(Your goal) The exercise asks you to copy every line below in which "instance" appears.

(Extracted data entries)
▶

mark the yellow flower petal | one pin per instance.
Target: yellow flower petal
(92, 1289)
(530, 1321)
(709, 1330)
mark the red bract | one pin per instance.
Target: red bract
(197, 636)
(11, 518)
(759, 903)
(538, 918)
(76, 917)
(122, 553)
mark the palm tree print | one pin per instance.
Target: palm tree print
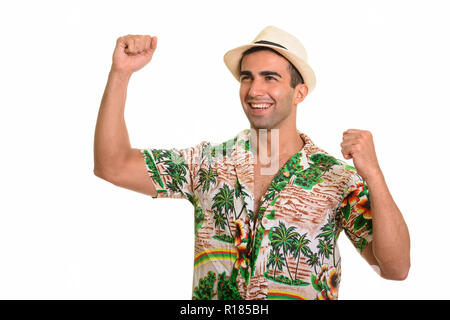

◀

(Exercise response)
mark the yellow flower petal | one pin per instance.
mark the red bract | one pin per instance.
mark the palm tree print | one pin per instance.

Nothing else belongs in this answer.